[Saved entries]
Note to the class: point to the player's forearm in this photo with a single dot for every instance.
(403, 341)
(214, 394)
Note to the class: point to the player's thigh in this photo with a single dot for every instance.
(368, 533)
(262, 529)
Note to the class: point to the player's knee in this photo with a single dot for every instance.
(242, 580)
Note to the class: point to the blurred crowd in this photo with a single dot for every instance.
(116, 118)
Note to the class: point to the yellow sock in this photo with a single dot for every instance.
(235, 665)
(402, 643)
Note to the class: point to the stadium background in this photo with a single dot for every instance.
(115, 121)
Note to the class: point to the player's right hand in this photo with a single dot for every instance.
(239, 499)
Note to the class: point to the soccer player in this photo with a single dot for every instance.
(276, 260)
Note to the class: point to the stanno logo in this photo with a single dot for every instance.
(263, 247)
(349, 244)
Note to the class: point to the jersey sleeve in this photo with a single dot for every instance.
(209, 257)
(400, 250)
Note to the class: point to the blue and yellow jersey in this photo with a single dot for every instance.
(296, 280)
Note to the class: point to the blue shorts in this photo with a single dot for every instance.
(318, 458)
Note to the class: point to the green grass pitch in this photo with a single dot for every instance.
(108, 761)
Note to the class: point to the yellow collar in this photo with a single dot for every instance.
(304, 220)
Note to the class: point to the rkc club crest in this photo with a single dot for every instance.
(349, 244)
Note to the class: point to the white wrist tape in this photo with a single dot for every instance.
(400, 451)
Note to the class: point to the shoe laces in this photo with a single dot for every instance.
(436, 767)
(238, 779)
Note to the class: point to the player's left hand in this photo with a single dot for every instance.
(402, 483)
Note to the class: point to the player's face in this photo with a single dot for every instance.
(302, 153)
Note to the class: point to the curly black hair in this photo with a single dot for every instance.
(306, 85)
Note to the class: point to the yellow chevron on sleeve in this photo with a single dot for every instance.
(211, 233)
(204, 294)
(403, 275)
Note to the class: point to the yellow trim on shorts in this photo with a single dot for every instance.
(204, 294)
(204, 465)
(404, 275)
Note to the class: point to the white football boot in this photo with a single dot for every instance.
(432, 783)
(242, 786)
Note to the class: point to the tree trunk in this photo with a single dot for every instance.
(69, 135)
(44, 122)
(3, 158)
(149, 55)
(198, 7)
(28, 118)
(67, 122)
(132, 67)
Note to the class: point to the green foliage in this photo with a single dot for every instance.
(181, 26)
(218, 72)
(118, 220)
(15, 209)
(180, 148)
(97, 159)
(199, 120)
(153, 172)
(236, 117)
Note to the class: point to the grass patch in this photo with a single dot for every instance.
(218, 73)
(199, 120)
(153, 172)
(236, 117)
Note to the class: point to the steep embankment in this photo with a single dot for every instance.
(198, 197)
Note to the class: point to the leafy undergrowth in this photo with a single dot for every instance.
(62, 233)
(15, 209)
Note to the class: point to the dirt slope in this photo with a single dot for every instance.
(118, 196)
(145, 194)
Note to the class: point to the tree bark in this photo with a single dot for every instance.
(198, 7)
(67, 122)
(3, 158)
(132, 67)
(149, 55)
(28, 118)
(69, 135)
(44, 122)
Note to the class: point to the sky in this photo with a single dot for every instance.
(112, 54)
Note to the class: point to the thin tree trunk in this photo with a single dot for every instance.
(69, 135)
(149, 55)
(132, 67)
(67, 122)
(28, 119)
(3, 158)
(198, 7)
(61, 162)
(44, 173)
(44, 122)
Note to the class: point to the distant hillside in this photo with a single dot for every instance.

### REQUIREMENT
Return the whole of the data, character for character.

### EXERCISE RESPONSE
Note to the class: point to the player's forearm in this photo with a single dot for every instance.
(403, 341)
(214, 394)
Note to the class: point to the player's thigh in this photo with a single dot for every instance.
(368, 533)
(262, 529)
Note to the class: point to the player's knee in this photo with a single dot for every instance.
(242, 580)
Note to the class: point to the blurred crowd in this photo with a single dot for every instance.
(116, 118)
Note to the class: point to the yellow sock in this photo with a single dot for every instance.
(235, 665)
(402, 643)
Note to the class: point to the stadium background in this photo with a single dot for every instance.
(115, 121)
Note to the class: point to the player's right hand in this photo with a single dot for every instance.
(239, 499)
Note to the class: point to the soccer player in this photo with a single dot for every instance.
(276, 260)
Note to the class: point to the stanno logo in this photo with a single dot for every instance.
(263, 247)
(349, 244)
Note to the class: point to the jersey sleeve in this photo with a single dot for every instance.
(209, 257)
(400, 250)
Note to the class: point to the blue and yellow jersey in this photo with a single dot for every instance.
(296, 280)
Note to the class: point to the blue shorts in this photo with a single dot for every instance.
(318, 458)
Note to the class: point to the green grass pitch in this photo with a single dot for every instance.
(108, 761)
Note to the class: point to the yellow collar in this photo with a single dot for every instance.
(304, 220)
Note to the class: point to the rkc club crest in this photo with a single dot for every instance.
(349, 244)
Note to the class: point to the white wrist tape in this photo with a single dot for every instance.
(400, 451)
Note to the class: point to the shoe laces in this photo with a single dot for every instance.
(436, 767)
(238, 779)
Note to the class: point to the player's left hand in this photo with a single dot for every instance.
(402, 483)
Note to the class: point to the player's face in this photo with a single dot for every instance.
(302, 153)
Note to the class: point to the curly black hair in this photo with a single dot for every instance.
(306, 85)
Note to the class: point to the yellow chevron on sleeve in this photo with a single dot for every instance.
(211, 233)
(204, 294)
(403, 275)
Note to the class: point to the yellow trim on shorts in this photo with a single dot for every instance.
(204, 294)
(204, 465)
(404, 275)
Note to the class: point to the white football boot in this photo with a single dot for every instance.
(432, 783)
(242, 786)
Note to the class: point to the tree trunk in this photo with a single dot for every instance.
(69, 135)
(44, 122)
(3, 158)
(149, 55)
(198, 7)
(28, 118)
(67, 122)
(132, 67)
Note to the class: point to the green foliage in this photo with a single dot for every instance.
(181, 26)
(218, 72)
(118, 220)
(15, 209)
(180, 148)
(97, 159)
(199, 120)
(153, 172)
(236, 117)
Note to the class: point to the grass patch in this photo with a single dot for every instance.
(218, 73)
(199, 120)
(153, 172)
(236, 117)
Note to the class: point to the steep embankment in this photo with a single dot for every instance.
(198, 197)
Note to the class: point to the leafy undergrowth in this photo with a single dot for every instance.
(62, 233)
(15, 209)
Note to the class: point to the dirt slope in this photo with a single dot for every instance.
(118, 196)
(145, 194)
Note to the class: point to the tree bark in this photo with a single dot for every instance.
(198, 7)
(67, 122)
(3, 158)
(132, 67)
(149, 55)
(28, 118)
(69, 135)
(44, 122)
Note to the class: point to the sky in this photo with a single dot for every instance.
(112, 54)
Note to the class: point to the thin tree trunk in this photo with a single dot for every instance.
(69, 135)
(149, 55)
(132, 67)
(67, 122)
(28, 119)
(3, 158)
(198, 7)
(61, 162)
(44, 173)
(44, 122)
Note to the class: point to the distant hillside in this photo with a single dot for every instance.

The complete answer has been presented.